**Task prompt:** Extract every line of the listing below and reproduce each one verbatim, in the same order.
--- Supplied entries ---
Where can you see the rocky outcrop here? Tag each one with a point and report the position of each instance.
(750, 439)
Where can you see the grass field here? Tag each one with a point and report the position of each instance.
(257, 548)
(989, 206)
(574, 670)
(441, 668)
---
**Solved exercise:**
Where can you see the rocky outcrop here? Tag each one with a point and report the position of each instance.
(750, 439)
Where can you see the grass field here? Tag each one with a point and report the position of each instance.
(257, 548)
(989, 206)
(574, 670)
(441, 668)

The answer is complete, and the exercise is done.